#### [EXERCISE GOAL]
Output exactly the lines from the one holding "For each instance, a" through the final line of the entries.
☆ ☆ ☆ ☆ ☆ ☆ ☆
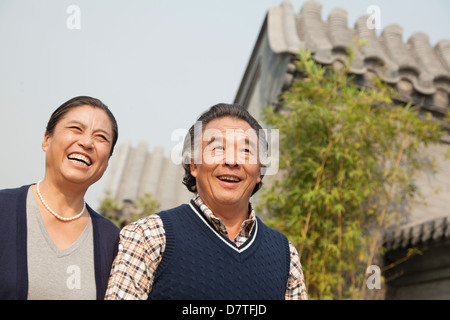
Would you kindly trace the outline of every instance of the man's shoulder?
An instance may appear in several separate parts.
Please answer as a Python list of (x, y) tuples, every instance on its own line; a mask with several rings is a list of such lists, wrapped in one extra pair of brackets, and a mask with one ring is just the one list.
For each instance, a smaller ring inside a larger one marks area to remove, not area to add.
[(137, 232), (138, 230), (145, 230), (157, 225), (161, 221), (158, 213), (151, 214), (146, 217), (142, 217), (136, 221), (130, 222), (122, 228), (123, 232)]
[(273, 234), (273, 235), (276, 235), (276, 236), (279, 236), (279, 237), (282, 237), (282, 238), (286, 238), (286, 239), (287, 239), (287, 237), (286, 237), (282, 232), (280, 232), (279, 230), (274, 229), (274, 228), (268, 226), (268, 225), (267, 225), (266, 223), (264, 223), (264, 221), (263, 221), (261, 218), (259, 218), (258, 216), (255, 216), (255, 217), (256, 217), (256, 220), (258, 221), (258, 228), (261, 228), (261, 229), (265, 230), (266, 232), (269, 232), (269, 233), (271, 233), (271, 234)]
[(189, 204), (183, 203), (183, 204), (180, 204), (179, 206), (176, 206), (176, 207), (173, 207), (173, 208), (170, 208), (170, 209), (167, 209), (167, 210), (162, 210), (162, 211), (160, 211), (158, 213), (155, 213), (155, 214), (157, 216), (159, 216), (159, 217), (163, 217), (165, 215), (170, 215), (170, 214), (175, 214), (175, 213), (178, 213), (178, 212), (185, 211), (188, 208), (189, 208)]
[(142, 217), (136, 221), (127, 224), (122, 228), (122, 234), (142, 234), (154, 233), (155, 230), (160, 230), (164, 226), (164, 220), (177, 212), (183, 211), (188, 208), (188, 204), (181, 204), (177, 207), (162, 210), (157, 213), (153, 213), (146, 217)]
☆ ☆ ☆ ☆ ☆ ☆ ☆
#### [TASK RESULT]
For each instance, a smaller ring inside a larger one marks area to remove, not area to add.
[(137, 232), (138, 230), (145, 230), (157, 225), (161, 221), (158, 213), (151, 214), (146, 217), (142, 217), (136, 221), (130, 222), (122, 228), (123, 232)]
[(273, 234), (273, 235), (276, 235), (276, 236), (279, 236), (279, 237), (282, 237), (282, 238), (286, 238), (286, 239), (287, 239), (287, 237), (286, 237), (282, 232), (280, 232), (279, 230), (274, 229), (274, 228), (268, 226), (268, 225), (267, 225), (266, 223), (264, 223), (264, 221), (263, 221), (261, 218), (259, 218), (258, 216), (255, 216), (255, 217), (256, 217), (256, 220), (258, 221), (258, 228), (261, 228), (261, 229), (265, 230), (266, 232), (269, 232), (269, 233), (271, 233), (271, 234)]
[(189, 204), (183, 203), (183, 204), (180, 204), (179, 206), (176, 206), (176, 207), (173, 207), (173, 208), (170, 208), (170, 209), (167, 209), (167, 210), (162, 210), (162, 211), (160, 211), (158, 213), (155, 213), (155, 214), (157, 216), (159, 216), (159, 217), (163, 217), (165, 215), (170, 215), (170, 214), (175, 214), (175, 213), (178, 213), (178, 212), (185, 211), (188, 208), (189, 208)]
[(142, 217), (136, 221), (127, 224), (122, 228), (122, 234), (142, 234), (154, 233), (155, 230), (160, 230), (164, 226), (164, 220), (177, 212), (183, 211), (188, 208), (188, 204), (181, 204), (177, 207), (162, 210), (157, 213), (153, 213), (146, 217)]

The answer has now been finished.